WHAT YOU SHOULD DO – Reproduce the lines from the one containing "Locate the ear" through the end of the lines, switching "blazer sleeve" to "jacket sleeve" and leaving everything else unchanged. Leave the pictures out of your answer.

---------- RAW DATA

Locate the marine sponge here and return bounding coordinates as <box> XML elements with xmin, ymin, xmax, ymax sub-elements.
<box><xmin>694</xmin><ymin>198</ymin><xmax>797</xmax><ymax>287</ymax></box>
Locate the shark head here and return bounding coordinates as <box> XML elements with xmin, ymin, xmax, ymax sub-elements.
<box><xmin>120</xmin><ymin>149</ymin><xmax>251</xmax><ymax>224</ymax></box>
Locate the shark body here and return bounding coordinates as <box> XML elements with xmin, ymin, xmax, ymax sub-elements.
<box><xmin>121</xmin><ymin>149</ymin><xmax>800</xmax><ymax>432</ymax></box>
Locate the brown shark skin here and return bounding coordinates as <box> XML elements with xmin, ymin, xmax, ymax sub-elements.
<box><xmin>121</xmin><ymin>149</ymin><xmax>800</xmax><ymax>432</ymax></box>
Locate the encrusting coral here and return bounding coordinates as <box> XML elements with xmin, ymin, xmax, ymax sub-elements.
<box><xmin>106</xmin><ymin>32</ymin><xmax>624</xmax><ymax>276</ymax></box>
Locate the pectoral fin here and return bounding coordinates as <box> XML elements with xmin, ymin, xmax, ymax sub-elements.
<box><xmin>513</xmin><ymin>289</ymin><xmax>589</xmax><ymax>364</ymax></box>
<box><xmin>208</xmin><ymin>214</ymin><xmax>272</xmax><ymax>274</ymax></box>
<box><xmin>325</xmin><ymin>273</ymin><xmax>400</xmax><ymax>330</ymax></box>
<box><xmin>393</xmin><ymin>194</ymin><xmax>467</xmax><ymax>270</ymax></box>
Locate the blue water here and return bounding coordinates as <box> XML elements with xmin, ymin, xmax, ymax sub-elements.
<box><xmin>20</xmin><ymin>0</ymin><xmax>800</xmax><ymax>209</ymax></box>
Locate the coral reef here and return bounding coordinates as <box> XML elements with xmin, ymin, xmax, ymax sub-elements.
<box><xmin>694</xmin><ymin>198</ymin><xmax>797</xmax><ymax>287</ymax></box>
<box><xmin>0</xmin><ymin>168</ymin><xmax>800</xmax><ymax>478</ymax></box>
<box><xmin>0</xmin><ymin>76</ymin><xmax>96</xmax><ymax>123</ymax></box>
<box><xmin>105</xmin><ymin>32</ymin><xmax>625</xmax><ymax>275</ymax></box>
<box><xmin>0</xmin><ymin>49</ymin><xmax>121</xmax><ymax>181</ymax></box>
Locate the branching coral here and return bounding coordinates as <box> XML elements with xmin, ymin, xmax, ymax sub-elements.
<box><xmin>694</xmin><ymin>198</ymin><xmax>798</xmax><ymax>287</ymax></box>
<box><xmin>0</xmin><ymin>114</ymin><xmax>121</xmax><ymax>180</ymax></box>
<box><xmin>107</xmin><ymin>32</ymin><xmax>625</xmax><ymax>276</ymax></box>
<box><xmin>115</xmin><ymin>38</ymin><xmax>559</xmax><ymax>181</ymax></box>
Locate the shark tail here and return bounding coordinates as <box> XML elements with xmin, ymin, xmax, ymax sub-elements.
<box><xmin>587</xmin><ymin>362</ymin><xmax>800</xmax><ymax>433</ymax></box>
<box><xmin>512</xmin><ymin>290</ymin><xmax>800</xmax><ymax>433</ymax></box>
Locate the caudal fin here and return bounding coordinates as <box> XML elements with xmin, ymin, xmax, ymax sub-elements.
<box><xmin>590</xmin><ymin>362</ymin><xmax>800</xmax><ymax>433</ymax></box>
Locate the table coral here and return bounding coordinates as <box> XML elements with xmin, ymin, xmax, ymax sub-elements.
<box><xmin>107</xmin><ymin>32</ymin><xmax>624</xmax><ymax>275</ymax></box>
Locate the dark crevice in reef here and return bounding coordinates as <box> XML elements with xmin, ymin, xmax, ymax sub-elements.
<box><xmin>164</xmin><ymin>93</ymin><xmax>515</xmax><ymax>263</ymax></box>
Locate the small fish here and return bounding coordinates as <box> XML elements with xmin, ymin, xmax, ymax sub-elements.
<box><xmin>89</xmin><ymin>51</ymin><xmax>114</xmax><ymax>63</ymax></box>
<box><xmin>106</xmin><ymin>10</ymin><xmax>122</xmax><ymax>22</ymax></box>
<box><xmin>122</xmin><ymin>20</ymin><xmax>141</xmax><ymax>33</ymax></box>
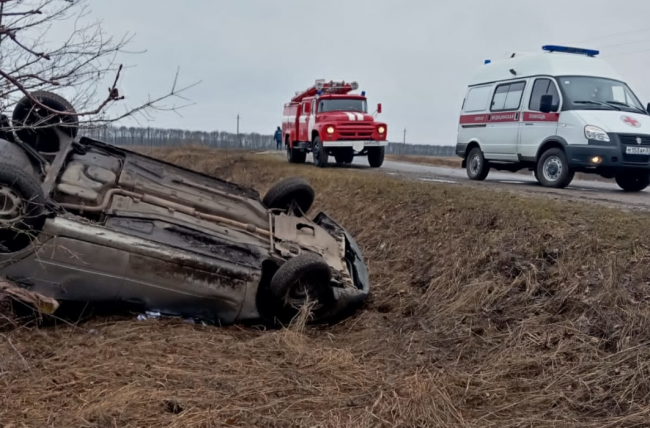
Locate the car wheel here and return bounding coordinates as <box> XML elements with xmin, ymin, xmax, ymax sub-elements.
<box><xmin>368</xmin><ymin>147</ymin><xmax>386</xmax><ymax>168</ymax></box>
<box><xmin>334</xmin><ymin>149</ymin><xmax>354</xmax><ymax>165</ymax></box>
<box><xmin>537</xmin><ymin>149</ymin><xmax>575</xmax><ymax>189</ymax></box>
<box><xmin>467</xmin><ymin>147</ymin><xmax>490</xmax><ymax>181</ymax></box>
<box><xmin>262</xmin><ymin>177</ymin><xmax>315</xmax><ymax>216</ymax></box>
<box><xmin>270</xmin><ymin>253</ymin><xmax>335</xmax><ymax>321</ymax></box>
<box><xmin>12</xmin><ymin>91</ymin><xmax>79</xmax><ymax>153</ymax></box>
<box><xmin>0</xmin><ymin>163</ymin><xmax>45</xmax><ymax>253</ymax></box>
<box><xmin>313</xmin><ymin>137</ymin><xmax>329</xmax><ymax>168</ymax></box>
<box><xmin>291</xmin><ymin>149</ymin><xmax>307</xmax><ymax>163</ymax></box>
<box><xmin>616</xmin><ymin>172</ymin><xmax>650</xmax><ymax>192</ymax></box>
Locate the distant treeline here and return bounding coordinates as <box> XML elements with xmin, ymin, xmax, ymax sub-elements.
<box><xmin>85</xmin><ymin>126</ymin><xmax>455</xmax><ymax>156</ymax></box>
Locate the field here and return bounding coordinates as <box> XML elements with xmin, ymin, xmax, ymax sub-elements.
<box><xmin>0</xmin><ymin>147</ymin><xmax>650</xmax><ymax>428</ymax></box>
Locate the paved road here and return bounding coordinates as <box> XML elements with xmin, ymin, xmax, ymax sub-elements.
<box><xmin>266</xmin><ymin>152</ymin><xmax>650</xmax><ymax>211</ymax></box>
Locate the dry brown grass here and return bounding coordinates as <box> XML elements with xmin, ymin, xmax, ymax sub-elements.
<box><xmin>0</xmin><ymin>148</ymin><xmax>650</xmax><ymax>428</ymax></box>
<box><xmin>386</xmin><ymin>155</ymin><xmax>614</xmax><ymax>183</ymax></box>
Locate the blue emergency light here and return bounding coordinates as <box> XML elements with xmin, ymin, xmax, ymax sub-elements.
<box><xmin>542</xmin><ymin>45</ymin><xmax>600</xmax><ymax>56</ymax></box>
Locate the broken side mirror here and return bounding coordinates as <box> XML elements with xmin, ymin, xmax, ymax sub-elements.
<box><xmin>539</xmin><ymin>95</ymin><xmax>553</xmax><ymax>113</ymax></box>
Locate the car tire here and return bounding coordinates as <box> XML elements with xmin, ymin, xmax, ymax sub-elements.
<box><xmin>262</xmin><ymin>177</ymin><xmax>316</xmax><ymax>216</ymax></box>
<box><xmin>12</xmin><ymin>91</ymin><xmax>79</xmax><ymax>153</ymax></box>
<box><xmin>313</xmin><ymin>137</ymin><xmax>329</xmax><ymax>168</ymax></box>
<box><xmin>615</xmin><ymin>172</ymin><xmax>650</xmax><ymax>192</ymax></box>
<box><xmin>334</xmin><ymin>149</ymin><xmax>354</xmax><ymax>165</ymax></box>
<box><xmin>466</xmin><ymin>147</ymin><xmax>490</xmax><ymax>181</ymax></box>
<box><xmin>368</xmin><ymin>147</ymin><xmax>386</xmax><ymax>168</ymax></box>
<box><xmin>270</xmin><ymin>253</ymin><xmax>335</xmax><ymax>321</ymax></box>
<box><xmin>537</xmin><ymin>148</ymin><xmax>575</xmax><ymax>189</ymax></box>
<box><xmin>0</xmin><ymin>163</ymin><xmax>45</xmax><ymax>253</ymax></box>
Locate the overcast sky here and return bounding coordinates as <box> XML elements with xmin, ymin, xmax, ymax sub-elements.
<box><xmin>67</xmin><ymin>0</ymin><xmax>650</xmax><ymax>144</ymax></box>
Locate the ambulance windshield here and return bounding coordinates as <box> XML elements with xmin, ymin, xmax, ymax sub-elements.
<box><xmin>558</xmin><ymin>76</ymin><xmax>647</xmax><ymax>114</ymax></box>
<box><xmin>318</xmin><ymin>98</ymin><xmax>368</xmax><ymax>113</ymax></box>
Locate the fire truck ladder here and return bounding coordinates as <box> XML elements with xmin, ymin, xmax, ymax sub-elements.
<box><xmin>291</xmin><ymin>80</ymin><xmax>359</xmax><ymax>103</ymax></box>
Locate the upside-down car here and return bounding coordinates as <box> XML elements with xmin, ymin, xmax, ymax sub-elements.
<box><xmin>0</xmin><ymin>92</ymin><xmax>369</xmax><ymax>325</ymax></box>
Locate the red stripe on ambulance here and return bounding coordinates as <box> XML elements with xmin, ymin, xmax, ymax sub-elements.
<box><xmin>524</xmin><ymin>112</ymin><xmax>560</xmax><ymax>122</ymax></box>
<box><xmin>460</xmin><ymin>114</ymin><xmax>488</xmax><ymax>125</ymax></box>
<box><xmin>490</xmin><ymin>112</ymin><xmax>519</xmax><ymax>123</ymax></box>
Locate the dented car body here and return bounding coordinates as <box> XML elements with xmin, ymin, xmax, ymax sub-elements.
<box><xmin>0</xmin><ymin>93</ymin><xmax>369</xmax><ymax>325</ymax></box>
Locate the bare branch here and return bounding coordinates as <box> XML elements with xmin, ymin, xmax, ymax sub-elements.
<box><xmin>0</xmin><ymin>0</ymin><xmax>198</xmax><ymax>137</ymax></box>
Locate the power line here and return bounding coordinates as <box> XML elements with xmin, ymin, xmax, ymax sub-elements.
<box><xmin>512</xmin><ymin>28</ymin><xmax>650</xmax><ymax>56</ymax></box>
<box><xmin>571</xmin><ymin>28</ymin><xmax>650</xmax><ymax>43</ymax></box>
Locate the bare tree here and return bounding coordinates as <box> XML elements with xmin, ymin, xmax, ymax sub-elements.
<box><xmin>0</xmin><ymin>0</ymin><xmax>193</xmax><ymax>149</ymax></box>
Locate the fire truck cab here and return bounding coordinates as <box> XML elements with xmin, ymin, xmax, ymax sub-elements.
<box><xmin>282</xmin><ymin>80</ymin><xmax>388</xmax><ymax>168</ymax></box>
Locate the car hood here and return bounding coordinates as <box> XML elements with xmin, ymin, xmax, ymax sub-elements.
<box><xmin>577</xmin><ymin>110</ymin><xmax>650</xmax><ymax>134</ymax></box>
<box><xmin>314</xmin><ymin>212</ymin><xmax>370</xmax><ymax>321</ymax></box>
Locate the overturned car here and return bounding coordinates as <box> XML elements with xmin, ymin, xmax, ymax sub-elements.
<box><xmin>0</xmin><ymin>93</ymin><xmax>369</xmax><ymax>325</ymax></box>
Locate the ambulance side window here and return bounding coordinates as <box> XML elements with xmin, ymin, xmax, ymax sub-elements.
<box><xmin>528</xmin><ymin>79</ymin><xmax>560</xmax><ymax>111</ymax></box>
<box><xmin>463</xmin><ymin>86</ymin><xmax>492</xmax><ymax>113</ymax></box>
<box><xmin>491</xmin><ymin>82</ymin><xmax>526</xmax><ymax>111</ymax></box>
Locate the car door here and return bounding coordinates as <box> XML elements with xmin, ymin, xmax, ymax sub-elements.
<box><xmin>484</xmin><ymin>80</ymin><xmax>526</xmax><ymax>161</ymax></box>
<box><xmin>518</xmin><ymin>77</ymin><xmax>561</xmax><ymax>161</ymax></box>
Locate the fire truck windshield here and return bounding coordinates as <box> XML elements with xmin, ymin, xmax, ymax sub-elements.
<box><xmin>318</xmin><ymin>98</ymin><xmax>368</xmax><ymax>113</ymax></box>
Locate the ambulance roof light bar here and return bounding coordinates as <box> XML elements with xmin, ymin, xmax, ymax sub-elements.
<box><xmin>542</xmin><ymin>45</ymin><xmax>600</xmax><ymax>57</ymax></box>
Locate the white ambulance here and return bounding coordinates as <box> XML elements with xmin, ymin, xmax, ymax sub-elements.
<box><xmin>456</xmin><ymin>46</ymin><xmax>650</xmax><ymax>192</ymax></box>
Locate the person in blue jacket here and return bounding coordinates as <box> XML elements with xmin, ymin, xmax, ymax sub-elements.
<box><xmin>273</xmin><ymin>126</ymin><xmax>282</xmax><ymax>150</ymax></box>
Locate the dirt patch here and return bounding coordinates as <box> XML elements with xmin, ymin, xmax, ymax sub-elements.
<box><xmin>0</xmin><ymin>147</ymin><xmax>650</xmax><ymax>428</ymax></box>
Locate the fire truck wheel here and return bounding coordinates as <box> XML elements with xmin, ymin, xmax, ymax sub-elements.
<box><xmin>312</xmin><ymin>137</ymin><xmax>329</xmax><ymax>168</ymax></box>
<box><xmin>334</xmin><ymin>149</ymin><xmax>354</xmax><ymax>164</ymax></box>
<box><xmin>287</xmin><ymin>144</ymin><xmax>307</xmax><ymax>163</ymax></box>
<box><xmin>368</xmin><ymin>147</ymin><xmax>385</xmax><ymax>168</ymax></box>
<box><xmin>262</xmin><ymin>177</ymin><xmax>315</xmax><ymax>217</ymax></box>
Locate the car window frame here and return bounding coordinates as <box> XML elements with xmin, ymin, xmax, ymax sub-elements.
<box><xmin>490</xmin><ymin>80</ymin><xmax>527</xmax><ymax>113</ymax></box>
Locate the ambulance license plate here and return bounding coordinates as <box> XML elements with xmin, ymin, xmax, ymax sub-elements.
<box><xmin>625</xmin><ymin>147</ymin><xmax>650</xmax><ymax>155</ymax></box>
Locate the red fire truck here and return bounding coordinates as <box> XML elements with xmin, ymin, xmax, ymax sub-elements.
<box><xmin>282</xmin><ymin>80</ymin><xmax>388</xmax><ymax>168</ymax></box>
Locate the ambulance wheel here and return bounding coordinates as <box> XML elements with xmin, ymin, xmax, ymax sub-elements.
<box><xmin>616</xmin><ymin>172</ymin><xmax>650</xmax><ymax>192</ymax></box>
<box><xmin>467</xmin><ymin>147</ymin><xmax>490</xmax><ymax>181</ymax></box>
<box><xmin>313</xmin><ymin>137</ymin><xmax>329</xmax><ymax>168</ymax></box>
<box><xmin>537</xmin><ymin>148</ymin><xmax>575</xmax><ymax>189</ymax></box>
<box><xmin>368</xmin><ymin>147</ymin><xmax>386</xmax><ymax>168</ymax></box>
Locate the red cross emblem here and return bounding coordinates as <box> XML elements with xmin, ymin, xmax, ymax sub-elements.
<box><xmin>621</xmin><ymin>116</ymin><xmax>641</xmax><ymax>128</ymax></box>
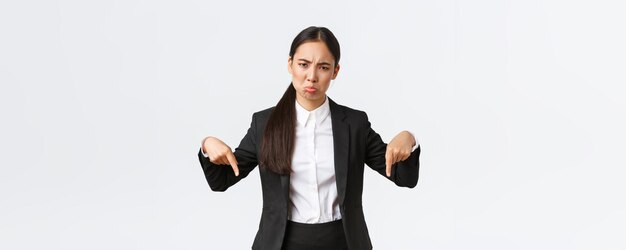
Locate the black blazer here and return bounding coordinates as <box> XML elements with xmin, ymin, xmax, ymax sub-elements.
<box><xmin>198</xmin><ymin>99</ymin><xmax>420</xmax><ymax>250</ymax></box>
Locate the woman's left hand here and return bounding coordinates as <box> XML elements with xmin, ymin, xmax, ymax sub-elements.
<box><xmin>385</xmin><ymin>131</ymin><xmax>416</xmax><ymax>177</ymax></box>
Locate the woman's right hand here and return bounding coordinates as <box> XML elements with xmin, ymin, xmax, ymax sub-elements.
<box><xmin>202</xmin><ymin>136</ymin><xmax>239</xmax><ymax>176</ymax></box>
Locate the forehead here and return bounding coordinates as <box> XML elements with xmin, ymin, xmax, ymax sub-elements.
<box><xmin>294</xmin><ymin>41</ymin><xmax>334</xmax><ymax>61</ymax></box>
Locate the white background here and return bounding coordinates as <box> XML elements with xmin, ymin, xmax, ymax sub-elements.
<box><xmin>0</xmin><ymin>0</ymin><xmax>626</xmax><ymax>249</ymax></box>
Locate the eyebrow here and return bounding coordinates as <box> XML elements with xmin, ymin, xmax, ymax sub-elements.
<box><xmin>298</xmin><ymin>58</ymin><xmax>332</xmax><ymax>66</ymax></box>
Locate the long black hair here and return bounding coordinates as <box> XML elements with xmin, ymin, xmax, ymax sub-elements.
<box><xmin>259</xmin><ymin>26</ymin><xmax>341</xmax><ymax>174</ymax></box>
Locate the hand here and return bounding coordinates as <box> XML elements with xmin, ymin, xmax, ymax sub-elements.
<box><xmin>385</xmin><ymin>131</ymin><xmax>416</xmax><ymax>177</ymax></box>
<box><xmin>202</xmin><ymin>136</ymin><xmax>239</xmax><ymax>176</ymax></box>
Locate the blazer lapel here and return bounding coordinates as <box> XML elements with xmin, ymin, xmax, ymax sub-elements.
<box><xmin>328</xmin><ymin>98</ymin><xmax>350</xmax><ymax>205</ymax></box>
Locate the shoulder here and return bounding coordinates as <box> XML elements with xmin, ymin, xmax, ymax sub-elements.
<box><xmin>252</xmin><ymin>107</ymin><xmax>275</xmax><ymax>124</ymax></box>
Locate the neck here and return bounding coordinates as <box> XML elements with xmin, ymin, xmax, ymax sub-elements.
<box><xmin>296</xmin><ymin>96</ymin><xmax>326</xmax><ymax>111</ymax></box>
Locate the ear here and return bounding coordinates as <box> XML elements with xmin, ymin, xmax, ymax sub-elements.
<box><xmin>287</xmin><ymin>57</ymin><xmax>293</xmax><ymax>75</ymax></box>
<box><xmin>331</xmin><ymin>64</ymin><xmax>340</xmax><ymax>80</ymax></box>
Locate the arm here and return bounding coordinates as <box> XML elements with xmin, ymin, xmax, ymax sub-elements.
<box><xmin>365</xmin><ymin>116</ymin><xmax>421</xmax><ymax>188</ymax></box>
<box><xmin>198</xmin><ymin>115</ymin><xmax>258</xmax><ymax>191</ymax></box>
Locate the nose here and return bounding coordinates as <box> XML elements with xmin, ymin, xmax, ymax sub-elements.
<box><xmin>306</xmin><ymin>67</ymin><xmax>317</xmax><ymax>83</ymax></box>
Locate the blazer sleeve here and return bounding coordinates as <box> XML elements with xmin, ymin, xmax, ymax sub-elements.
<box><xmin>365</xmin><ymin>115</ymin><xmax>421</xmax><ymax>188</ymax></box>
<box><xmin>198</xmin><ymin>114</ymin><xmax>258</xmax><ymax>192</ymax></box>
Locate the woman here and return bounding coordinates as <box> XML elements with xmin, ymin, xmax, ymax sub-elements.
<box><xmin>198</xmin><ymin>27</ymin><xmax>420</xmax><ymax>250</ymax></box>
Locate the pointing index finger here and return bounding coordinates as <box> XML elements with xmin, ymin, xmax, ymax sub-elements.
<box><xmin>385</xmin><ymin>150</ymin><xmax>393</xmax><ymax>177</ymax></box>
<box><xmin>226</xmin><ymin>152</ymin><xmax>239</xmax><ymax>176</ymax></box>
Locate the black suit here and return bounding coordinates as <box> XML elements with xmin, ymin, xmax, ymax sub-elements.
<box><xmin>198</xmin><ymin>99</ymin><xmax>420</xmax><ymax>250</ymax></box>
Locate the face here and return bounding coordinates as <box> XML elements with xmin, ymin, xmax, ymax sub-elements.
<box><xmin>288</xmin><ymin>41</ymin><xmax>339</xmax><ymax>108</ymax></box>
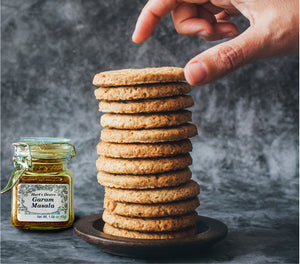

--------------------

OUTPUT –
Locate the ear here and return bounding coordinates as <box> XML elements with xmin, ymin, xmax, ymax sub-elements.
<box><xmin>287</xmin><ymin>57</ymin><xmax>293</xmax><ymax>75</ymax></box>
<box><xmin>331</xmin><ymin>64</ymin><xmax>340</xmax><ymax>80</ymax></box>
Locate the arm here and return bounding coordinates as <box> XML elements with xmin, ymin, xmax, ymax sub-elements.
<box><xmin>365</xmin><ymin>116</ymin><xmax>421</xmax><ymax>188</ymax></box>
<box><xmin>198</xmin><ymin>115</ymin><xmax>258</xmax><ymax>191</ymax></box>
Locate the nose here and return bounding coordinates as <box> XML elements with xmin, ymin, xmax, ymax sub-elements.
<box><xmin>306</xmin><ymin>67</ymin><xmax>317</xmax><ymax>83</ymax></box>
Locate the jacket sleeve here and return bounding coordinates as <box> XML elements with xmin, ymin, xmax, ymax sub-elements.
<box><xmin>365</xmin><ymin>115</ymin><xmax>421</xmax><ymax>188</ymax></box>
<box><xmin>198</xmin><ymin>114</ymin><xmax>258</xmax><ymax>192</ymax></box>
Locate the woman here and return bounding coordinates as <box> XML elements with xmin, ymin, xmax, ymax sub-elements.
<box><xmin>198</xmin><ymin>27</ymin><xmax>420</xmax><ymax>250</ymax></box>
Locate the pointing index finger here and return bounding coordinates as <box> XML elements with xmin, ymin, xmax, ymax sub-elements.
<box><xmin>385</xmin><ymin>150</ymin><xmax>393</xmax><ymax>177</ymax></box>
<box><xmin>226</xmin><ymin>152</ymin><xmax>239</xmax><ymax>176</ymax></box>
Locate the black suit here and return bounding coordinates as <box> XML elements with xmin, ymin, xmax, ymax sub-elements.
<box><xmin>198</xmin><ymin>99</ymin><xmax>420</xmax><ymax>250</ymax></box>
Locate the face here and return bounding coordinates as <box> XML elements with xmin, ymin, xmax, ymax sub-elements.
<box><xmin>288</xmin><ymin>41</ymin><xmax>339</xmax><ymax>108</ymax></box>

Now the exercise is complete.